= Task brief =
Rewrite every line from the start of the items through the line containing "<point>20,55</point>", including that line and the requests. Shift each coordinate in the answer points by adding 126, and leave the requests and their sample points as they are.

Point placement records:
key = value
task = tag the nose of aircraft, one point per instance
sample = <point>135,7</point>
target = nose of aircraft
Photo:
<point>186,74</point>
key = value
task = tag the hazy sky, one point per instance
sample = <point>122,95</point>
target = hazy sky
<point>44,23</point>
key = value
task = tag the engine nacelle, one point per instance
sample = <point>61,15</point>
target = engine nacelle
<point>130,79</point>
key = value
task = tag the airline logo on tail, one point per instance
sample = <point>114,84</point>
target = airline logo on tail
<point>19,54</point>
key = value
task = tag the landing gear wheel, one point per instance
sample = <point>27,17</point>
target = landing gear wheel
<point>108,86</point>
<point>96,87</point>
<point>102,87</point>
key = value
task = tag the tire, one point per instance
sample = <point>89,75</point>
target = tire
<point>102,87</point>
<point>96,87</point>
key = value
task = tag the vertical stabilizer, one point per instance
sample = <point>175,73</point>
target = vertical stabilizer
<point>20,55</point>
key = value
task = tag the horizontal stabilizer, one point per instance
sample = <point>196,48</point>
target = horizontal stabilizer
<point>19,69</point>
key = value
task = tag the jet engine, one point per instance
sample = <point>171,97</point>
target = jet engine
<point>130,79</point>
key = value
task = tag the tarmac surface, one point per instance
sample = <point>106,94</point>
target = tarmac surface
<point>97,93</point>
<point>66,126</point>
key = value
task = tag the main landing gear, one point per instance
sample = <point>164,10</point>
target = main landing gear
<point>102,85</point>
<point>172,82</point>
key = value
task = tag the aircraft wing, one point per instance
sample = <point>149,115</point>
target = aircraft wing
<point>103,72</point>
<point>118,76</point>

= Exercise result =
key = value
task = tag the nose of aircraft, one point per instance
sample = <point>135,7</point>
target = nose of aircraft
Photo:
<point>312,200</point>
key = value
task = tag the hazy sky, one point per instance
sample = <point>122,95</point>
target = hazy sky
<point>170,149</point>
key = value
task = tag the engine nacelle, one point per instance
sample = <point>61,15</point>
target = engine nacelle
<point>256,205</point>
key = value
task = tag the airline logo on tail, one point per instance
sample = <point>114,84</point>
target = airline logo on tail
<point>145,180</point>
key = value
task = tag the landing gear wheel, one point per instance
sample = <point>27,17</point>
target = landing gear wheel
<point>234,212</point>
<point>222,213</point>
<point>228,213</point>
key = value
task = tag the tire, one point per instance
sample = <point>89,75</point>
target = tire
<point>228,213</point>
<point>222,213</point>
key = value
task = tag the vertical stabilizer, one point per instance
sample = <point>175,73</point>
target = vertical stabilizer
<point>146,181</point>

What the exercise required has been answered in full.